SUPPLIED INFORMATION >>

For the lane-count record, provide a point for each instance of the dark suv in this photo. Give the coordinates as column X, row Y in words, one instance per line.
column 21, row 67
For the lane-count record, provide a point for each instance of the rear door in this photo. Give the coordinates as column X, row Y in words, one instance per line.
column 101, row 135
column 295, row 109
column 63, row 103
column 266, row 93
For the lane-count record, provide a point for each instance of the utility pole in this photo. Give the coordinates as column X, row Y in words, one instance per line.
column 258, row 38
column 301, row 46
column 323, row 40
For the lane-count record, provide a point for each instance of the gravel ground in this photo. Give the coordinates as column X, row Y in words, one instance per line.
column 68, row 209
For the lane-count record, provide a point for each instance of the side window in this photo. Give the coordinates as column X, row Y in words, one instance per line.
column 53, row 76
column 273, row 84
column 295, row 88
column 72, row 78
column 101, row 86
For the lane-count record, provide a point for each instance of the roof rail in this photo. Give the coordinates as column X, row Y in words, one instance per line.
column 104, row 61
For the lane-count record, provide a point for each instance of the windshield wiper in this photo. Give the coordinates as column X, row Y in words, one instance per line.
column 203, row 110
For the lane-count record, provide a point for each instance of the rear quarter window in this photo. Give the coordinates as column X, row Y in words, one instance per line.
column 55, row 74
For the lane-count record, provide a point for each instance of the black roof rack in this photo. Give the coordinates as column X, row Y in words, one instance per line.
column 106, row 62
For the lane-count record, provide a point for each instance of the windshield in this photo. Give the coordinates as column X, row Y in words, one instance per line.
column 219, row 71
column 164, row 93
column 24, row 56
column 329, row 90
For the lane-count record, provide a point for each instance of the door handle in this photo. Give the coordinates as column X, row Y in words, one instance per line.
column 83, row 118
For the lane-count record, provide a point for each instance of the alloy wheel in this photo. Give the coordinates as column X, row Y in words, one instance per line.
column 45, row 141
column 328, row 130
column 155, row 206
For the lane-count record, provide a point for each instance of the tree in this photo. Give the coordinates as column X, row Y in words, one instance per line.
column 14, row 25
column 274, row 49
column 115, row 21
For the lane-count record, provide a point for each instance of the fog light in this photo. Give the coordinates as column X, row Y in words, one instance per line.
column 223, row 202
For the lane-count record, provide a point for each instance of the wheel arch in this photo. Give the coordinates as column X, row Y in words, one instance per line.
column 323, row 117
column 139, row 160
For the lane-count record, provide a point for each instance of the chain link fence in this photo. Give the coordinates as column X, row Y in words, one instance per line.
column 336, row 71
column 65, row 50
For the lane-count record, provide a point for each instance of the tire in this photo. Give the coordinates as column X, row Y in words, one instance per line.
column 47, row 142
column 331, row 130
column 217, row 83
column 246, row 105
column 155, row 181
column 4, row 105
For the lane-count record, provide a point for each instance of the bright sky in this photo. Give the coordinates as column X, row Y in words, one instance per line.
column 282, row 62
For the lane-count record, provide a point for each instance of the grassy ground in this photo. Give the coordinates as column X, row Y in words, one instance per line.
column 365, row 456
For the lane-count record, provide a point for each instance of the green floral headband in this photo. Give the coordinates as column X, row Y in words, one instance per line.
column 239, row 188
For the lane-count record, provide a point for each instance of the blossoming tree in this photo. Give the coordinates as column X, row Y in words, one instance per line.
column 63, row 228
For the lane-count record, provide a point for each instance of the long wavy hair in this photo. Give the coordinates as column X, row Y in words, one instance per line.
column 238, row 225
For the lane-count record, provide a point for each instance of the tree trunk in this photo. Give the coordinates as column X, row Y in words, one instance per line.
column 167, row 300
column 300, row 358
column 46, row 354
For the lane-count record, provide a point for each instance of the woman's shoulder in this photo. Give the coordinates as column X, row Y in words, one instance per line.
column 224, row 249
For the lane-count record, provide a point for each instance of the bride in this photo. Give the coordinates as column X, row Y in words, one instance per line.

WORK TO COMPLETE >> Arrange the records above as a Markdown table with the columns Row and Text, numbering each line under Row and putting the line itself under Text. Leave out blank lines.

THE RESPONSE >>
| Row | Text |
|---|---|
| 1 | For the lane-count record, provide a point for each instance of the dark suv in this photo. Give the coordinates as column X, row Y in words, one instance per line. |
| 2 | column 21, row 67 |
| 3 | For the lane-count record, provide a point for each instance of the rear door in this photo. Give the coordinates as column X, row Y in words, one instance per line. |
| 4 | column 101, row 135 |
| 5 | column 295, row 109 |
| 6 | column 63, row 103 |
| 7 | column 266, row 93 |
| 8 | For the lane-count record, provide a point for each instance of the utility pole in this photo. Give the coordinates as column X, row Y in words, one instance per line. |
| 9 | column 258, row 38 |
| 10 | column 301, row 46 |
| 11 | column 323, row 40 |
| 12 | For the lane-count record, provide a point for each instance of the gravel ground in this photo. Give the coordinates as column X, row Y in words, one instance per line. |
| 13 | column 68, row 209 |
| 14 | For the lane-count record, provide a point for each instance of the side window in this photo. Give the coordinates as column X, row Y in words, one instance per line. |
| 15 | column 53, row 76 |
| 16 | column 273, row 84 |
| 17 | column 295, row 88 |
| 18 | column 72, row 78 |
| 19 | column 101, row 86 |
| 20 | For the lane-count record, provide a point for each instance of the roof rail in this photo. Give the coordinates as column X, row Y in words, one instance per line. |
| 21 | column 104, row 61 |
| 22 | For the lane-count record, provide a point for each instance of the windshield wiper in this photo. Give the coordinates as column X, row Y in words, one instance per line. |
| 23 | column 203, row 110 |
| 24 | For the lane-count record, provide a point for each instance of the rear quarter window in this photo. Give the coordinates as column X, row Y in words, one instance per line. |
| 25 | column 55, row 74 |
| 26 | For the lane-count record, provide a point for each instance of the black roof rack in this photo. Give the coordinates as column X, row Y in words, one instance per line. |
| 27 | column 106, row 62 |
| 28 | For the lane-count record, provide a point for each instance of the windshield in this photo. Give the coordinates as column X, row Y in words, one instance per line. |
| 29 | column 219, row 71 |
| 30 | column 164, row 93 |
| 31 | column 24, row 56 |
| 32 | column 329, row 90 |
| 33 | For the lane-count record, provide a point for each instance of the door handle in this photo. Give the coordinates as column X, row Y in words, one instance per line. |
| 34 | column 83, row 118 |
| 35 | For the lane-count record, provide a point for each instance of the alloy wheel in this photo. Give the coordinates as column X, row Y in words, one instance per line. |
| 36 | column 45, row 141 |
| 37 | column 328, row 130 |
| 38 | column 155, row 206 |
| 39 | For the lane-count record, provide a point for each instance of the tree in this photo. Give the coordinates as column X, row Y in words, one instance per line. |
| 40 | column 14, row 25 |
| 41 | column 274, row 49 |
| 42 | column 115, row 21 |
| 43 | For the lane-count record, provide a point for each instance of the fog light in this photo. Give the coordinates as column X, row Y in words, one instance per line. |
| 44 | column 223, row 202 |
| 45 | For the lane-count record, provide a point for each instance of the wheel arch in this photo. Give the coordinates as column X, row Y in words, one instance per line. |
| 46 | column 323, row 117 |
| 47 | column 139, row 160 |
| 48 | For the lane-count record, provide a point for each instance of the chain link fence in this photo. Give the coordinates as column X, row Y in words, one instance per line. |
| 49 | column 336, row 71 |
| 50 | column 65, row 50 |
| 51 | For the lane-count record, provide a point for each instance of the tire in this photo. Give the coordinates as column X, row Y in words, one instance per line. |
| 52 | column 47, row 142 |
| 53 | column 331, row 130 |
| 54 | column 217, row 83 |
| 55 | column 246, row 105 |
| 56 | column 155, row 181 |
| 57 | column 4, row 105 |
| 58 | For the lane-count record, provide a point for each instance of the bright sky in this photo. Give the coordinates as column X, row Y in words, one instance per line. |
| 59 | column 282, row 62 |
| 60 | For the lane-count record, provide a point for each instance of the grassy ground in this photo. Give the coordinates as column X, row Y in words, one instance per line. |
| 61 | column 365, row 456 |
| 62 | For the lane-count record, provide a point for each instance of the green floral headband in this photo. Give the coordinates as column X, row Y in words, one instance per line. |
| 63 | column 239, row 188 |
| 64 | For the lane-count record, provide a point for each instance of the blossoming tree in this photo. Give the coordinates as column X, row Y in words, one instance per line. |
| 65 | column 63, row 228 |
| 66 | For the lane-count record, provide a point for each instance of the long wavy hair in this photo. Give the coordinates as column X, row Y in words, one instance per line. |
| 67 | column 238, row 225 |
| 68 | For the lane-count record, provide a point for each instance of the tree trunk in this photo. Give the coordinates as column X, row Y in words, one instance per line. |
| 69 | column 167, row 300 |
| 70 | column 300, row 358 |
| 71 | column 46, row 354 |
| 72 | For the lane-count record, provide a point for each instance of the woman's shoulder in this photo. Give the coordinates as column X, row Y in words, one instance per line. |
| 73 | column 224, row 249 |
| 74 | For the lane-count record, provide a point for each instance of the bride in this photo. Give the coordinates as column X, row Y in words, one instance per line. |